[TAREA INDICADA 1]
Transcribe sin cambios el pasaje del texto sobre la crisis del liberalismo en la posguerra, desde "En esa pugna" hasta "en aquellos movimientos.".

En España, como en el resto de Europa y de buena parte del mundo, la época posterior a la guerra del 14 contempló una crisis profunda del liberalismo y la democracia, y también de la religión. Mucha gente creía opuestas al progreso las ideas cristianas, y un residuo decimonónico las liberales, fardos del pasado a liquidar en el más avanzado siglo XX. Cristianismo y liberalismo habían perdido atractivo entre las masas obreras, parte de las medias y de la juventud, mientras diversos movimientos y organizaciones trabajaban con energía, y a menudo con violencia, por acabar de erradicarlos. Los valores de la familia, la propiedad privada, la religión y el estado liberal sufrían una profunda erosión. Cuando, a principios de los años treinta, la crisis ideológica se combinó con la económica, la balanza del destino pareció inclinarse definitivamente contra aquellas viejas herencias, mientras los totalitarismos nazi y soviético exhibían a los cuatro vientos sus triunfos económicos y sociales. Incluso sistemas de fuerte raigambre liberal, como el inglés, injertaban medidas e instituciones estatalizantes, para adaptarse a los nuevos tiempos.

Tanto el régimen nazi como el comunista, en disputa por decidir el futuro del mundo, tenían un fondo común de darwinismo, considerando la sociedad humana como el escenario de una lucha por la existencia. Esa lucha constituiría la única realidad histórica de fondo, con respecto a la cual las prédicas religiosas o la verborrea liberal y democrática constituirían velos hipócritas, encubridores de la explotación de las masas por los privilegiados, o de la opresión de pueblos enteros. El comunismo cultivaba el «ateísmo militante», y el nazismo un estilo neopagano y ateoide. Sus críticas, a veces agudas y siempre muy agresivas, desgarraban las ilusiones burguesas, tachadas de falsas e interesadas, y sacaban a la luz la verdad científica de la vida social: un combate despiadado, del cual debía salir triunfante el proletariado, según los comunistas, y una especie de aristocracia aria, según los nazis.

En esa pugna los prejuicios democráticos, las falacias religiosas sobre la compasión, la dignidad humana y similares estaban de sobra, constituían cadenas atadas a los pies de los mejores, el partido proletario o el de la raza aria, llamados a alumbrar un mundo nuevo inmensamente superior al entonces agonizante. Los métodos empleados en la URSS o en Alemania podían ser, se admitía, implacables y sanguinarios, pero les aureolaba el éxito, prueba de su carácter científico. Junto a su sugestión espiritual, otra causa de la fuerza expansiva de los totalitarismos radicaba en sus organizaciones disciplinadas y fanatizadas, volcadas en su causa con una entrega que aun mirada en la distancia infunde temor y asombro. Para millones de europeos, el camino y la esperanza estaban en aquellos movimientos.

[TAREA INDICADA 2]
Identifica en el listado de abajo cada línea que contenga la palabra "below" y cópiala íntegra.

[DATOS DE ENTRADA]
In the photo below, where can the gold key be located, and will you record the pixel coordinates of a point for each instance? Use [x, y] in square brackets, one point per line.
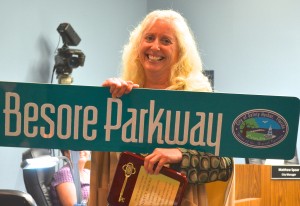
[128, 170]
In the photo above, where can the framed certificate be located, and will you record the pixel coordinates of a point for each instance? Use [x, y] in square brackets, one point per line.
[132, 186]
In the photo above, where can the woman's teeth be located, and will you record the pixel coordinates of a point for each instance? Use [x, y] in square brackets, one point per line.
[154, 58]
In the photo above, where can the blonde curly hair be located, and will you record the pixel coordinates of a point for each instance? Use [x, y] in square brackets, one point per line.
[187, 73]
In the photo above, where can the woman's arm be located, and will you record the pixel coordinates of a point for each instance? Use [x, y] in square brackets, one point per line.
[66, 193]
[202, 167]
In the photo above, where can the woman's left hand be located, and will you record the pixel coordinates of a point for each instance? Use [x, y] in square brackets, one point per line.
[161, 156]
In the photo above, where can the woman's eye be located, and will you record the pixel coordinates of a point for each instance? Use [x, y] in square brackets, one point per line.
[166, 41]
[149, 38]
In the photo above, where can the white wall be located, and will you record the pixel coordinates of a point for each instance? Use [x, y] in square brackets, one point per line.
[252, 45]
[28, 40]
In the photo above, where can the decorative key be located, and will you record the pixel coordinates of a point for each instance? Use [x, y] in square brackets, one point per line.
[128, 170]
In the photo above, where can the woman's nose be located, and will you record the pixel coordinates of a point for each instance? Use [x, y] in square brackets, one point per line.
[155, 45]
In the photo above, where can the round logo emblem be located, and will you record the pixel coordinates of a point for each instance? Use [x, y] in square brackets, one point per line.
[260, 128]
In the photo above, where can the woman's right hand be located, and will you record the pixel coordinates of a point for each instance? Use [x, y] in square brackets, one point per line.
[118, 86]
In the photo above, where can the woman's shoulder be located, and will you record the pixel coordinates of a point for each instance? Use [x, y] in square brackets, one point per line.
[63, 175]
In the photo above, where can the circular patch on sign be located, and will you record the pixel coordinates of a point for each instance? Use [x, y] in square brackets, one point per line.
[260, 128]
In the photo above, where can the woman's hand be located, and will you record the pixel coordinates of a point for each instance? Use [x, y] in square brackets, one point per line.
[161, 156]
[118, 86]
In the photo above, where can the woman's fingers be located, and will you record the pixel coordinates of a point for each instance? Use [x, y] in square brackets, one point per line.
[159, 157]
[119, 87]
--
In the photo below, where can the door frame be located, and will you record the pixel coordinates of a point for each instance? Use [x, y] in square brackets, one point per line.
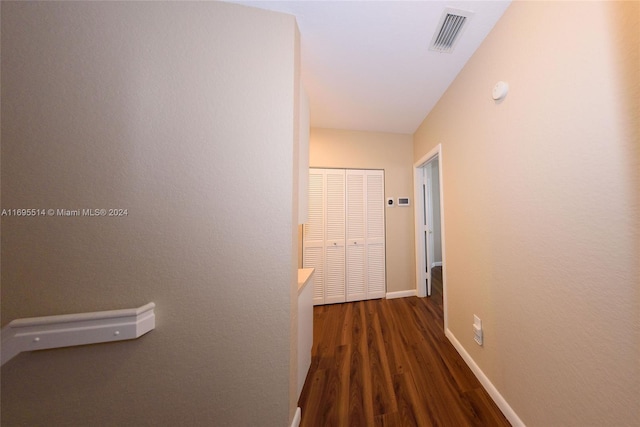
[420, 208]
==
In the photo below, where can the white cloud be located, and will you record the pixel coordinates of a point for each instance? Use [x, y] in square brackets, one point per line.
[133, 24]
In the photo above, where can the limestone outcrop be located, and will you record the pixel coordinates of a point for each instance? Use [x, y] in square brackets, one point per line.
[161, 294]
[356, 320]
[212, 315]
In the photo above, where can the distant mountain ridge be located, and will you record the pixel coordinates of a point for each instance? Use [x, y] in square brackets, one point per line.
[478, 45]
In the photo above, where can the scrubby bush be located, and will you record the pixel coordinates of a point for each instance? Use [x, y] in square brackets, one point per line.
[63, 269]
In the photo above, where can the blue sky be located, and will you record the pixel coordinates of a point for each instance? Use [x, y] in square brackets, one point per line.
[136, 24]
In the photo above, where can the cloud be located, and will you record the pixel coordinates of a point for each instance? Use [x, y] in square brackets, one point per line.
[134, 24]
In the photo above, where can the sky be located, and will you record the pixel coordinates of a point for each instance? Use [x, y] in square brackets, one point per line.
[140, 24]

[RESPUESTA COMPLETA 1]
En esa pugna los prejuicios democráticos, las falacias religiosas sobre la compasión, la dignidad humana y similares estaban de sobra, constituían cadenas atadas a los pies de los mejores, el partido proletario o el de la raza aria, llamados a alumbrar un mundo nuevo inmensamente superior al entonces agonizante. Los métodos empleados en la URSS o en Alemania podían ser, se admitía, implacables y sanguinarios, pero les aureolaba el éxito, prueba de su carácter científico. Junto a su sugestión espiritual, otra causa de la fuerza expansiva de los totalitarismos radicaba en sus organizaciones disciplinadas y fanatizadas, volcadas en su causa con una entrega que aun mirada en la distancia infunde temor y asombro. Para millones de europeos, el camino y la esperanza estaban en aquellos movimientos.

[RESPUESTA COMPLETA 2]
In the photo below, where can the gold key be located, and will you record the pixel coordinates of a point for each instance? Use [x, y] in square brackets, one point per line.
In the photo below, where can the door frame be located, and will you record the pixel coordinates of a point for each instance? Use [x, y] in square brackets, one point per line.
In the photo below, where can the white cloud be located, and will you record the pixel coordinates of a point for each instance? Use [x, y] in square brackets, one point per line.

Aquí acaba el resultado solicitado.